- _What is being asked_
In the text on prisoner free exercise cases, what did the Harris v. State inmate have to give up to receive Ramadan meals?

[[ Exercise text, beginning ]]

Prisoner free exercise cases – July 12, 2015

Howard Friedman, Religion Clause

In Jehovah v. Clarke, (4th Cir., July 9, 2014), the 4th Circuit reversed a Virginia federal district court’s dismissal of free exercise and RLUIPA claims by an inmate who had a sincere belief in his own version of Christianity based on a version of the Bible he had written. He complained about policies banning consumption of wine during communion, inability to obtain a job that allows him to observe his “Old Jewish” and “New Christic” Sabbaths, and his cell assignment with anti-Christians and unbelievers.

In Harris v. State, 2015 Nev. App. Unpub. LEXIS 282 (NV App., June 2, 2015), a Nevada appeals court affirmed the dismissal of an inmate’s complaint that he was required to give up his medically-necessary low-sodium diet during Ramadan in order to receive Ramadan meals.

[[ Exercise text, end ]]
[[ Stored data, beginning ]]

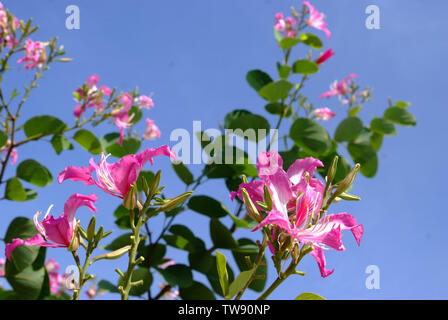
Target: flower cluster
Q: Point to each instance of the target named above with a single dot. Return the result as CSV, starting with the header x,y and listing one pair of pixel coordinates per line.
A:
x,y
296,209
8,24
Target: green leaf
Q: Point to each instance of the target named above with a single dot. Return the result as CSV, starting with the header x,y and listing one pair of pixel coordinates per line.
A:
x,y
43,125
183,173
60,143
27,283
221,236
278,109
376,140
311,40
275,91
349,129
137,275
3,138
130,145
119,242
248,248
238,284
288,42
365,155
201,261
400,116
177,275
207,206
23,256
309,296
88,141
14,190
310,136
197,291
248,121
33,172
383,126
213,277
257,79
221,263
304,67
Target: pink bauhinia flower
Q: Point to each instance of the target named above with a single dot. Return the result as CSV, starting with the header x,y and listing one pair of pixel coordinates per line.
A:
x,y
144,102
116,178
55,233
285,25
297,200
121,116
316,19
324,114
35,54
2,267
151,130
57,284
338,88
325,56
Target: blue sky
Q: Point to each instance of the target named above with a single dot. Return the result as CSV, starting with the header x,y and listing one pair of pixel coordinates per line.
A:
x,y
193,56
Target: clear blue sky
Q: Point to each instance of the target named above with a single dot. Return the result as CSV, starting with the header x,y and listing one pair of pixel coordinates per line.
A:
x,y
193,55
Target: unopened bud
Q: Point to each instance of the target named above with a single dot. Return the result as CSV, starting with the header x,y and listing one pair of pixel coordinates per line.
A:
x,y
332,170
267,197
130,200
174,202
250,207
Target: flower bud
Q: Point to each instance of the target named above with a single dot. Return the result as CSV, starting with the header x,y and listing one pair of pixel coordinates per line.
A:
x,y
250,207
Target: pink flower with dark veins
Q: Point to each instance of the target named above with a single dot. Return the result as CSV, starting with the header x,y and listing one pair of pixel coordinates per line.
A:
x,y
324,114
116,178
55,233
297,199
325,56
151,130
35,54
316,19
285,25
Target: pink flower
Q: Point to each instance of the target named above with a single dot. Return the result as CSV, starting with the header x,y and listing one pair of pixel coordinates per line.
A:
x,y
151,130
285,25
297,200
56,279
338,88
90,96
324,114
2,267
91,293
35,54
325,56
116,178
316,19
145,102
58,232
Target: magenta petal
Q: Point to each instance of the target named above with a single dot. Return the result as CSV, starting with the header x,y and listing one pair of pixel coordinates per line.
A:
x,y
348,222
297,170
318,254
77,174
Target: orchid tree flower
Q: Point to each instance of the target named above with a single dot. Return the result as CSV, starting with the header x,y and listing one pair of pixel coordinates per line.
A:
x,y
338,89
55,233
116,178
325,56
324,114
316,19
296,202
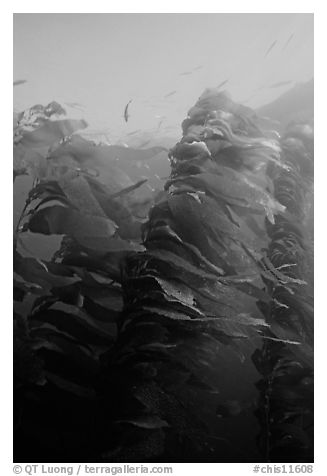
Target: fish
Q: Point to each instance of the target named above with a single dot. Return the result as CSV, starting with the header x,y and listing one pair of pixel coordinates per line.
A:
x,y
143,144
126,115
19,81
75,105
288,41
280,83
170,94
222,83
232,408
129,189
270,48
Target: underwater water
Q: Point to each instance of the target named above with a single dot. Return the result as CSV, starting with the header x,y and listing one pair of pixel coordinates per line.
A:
x,y
163,237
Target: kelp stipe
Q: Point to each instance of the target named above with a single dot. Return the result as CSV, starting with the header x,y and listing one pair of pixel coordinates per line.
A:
x,y
285,412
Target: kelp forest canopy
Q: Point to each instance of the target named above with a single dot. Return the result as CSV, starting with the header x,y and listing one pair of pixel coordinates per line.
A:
x,y
169,323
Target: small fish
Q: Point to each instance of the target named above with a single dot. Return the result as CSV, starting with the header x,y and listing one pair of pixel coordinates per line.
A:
x,y
222,83
19,81
288,41
133,132
170,94
281,83
75,105
126,115
128,189
232,408
270,48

[[ Stored data, end ]]

- _Result_
He had to give up his medically-necessary low-sodium diet.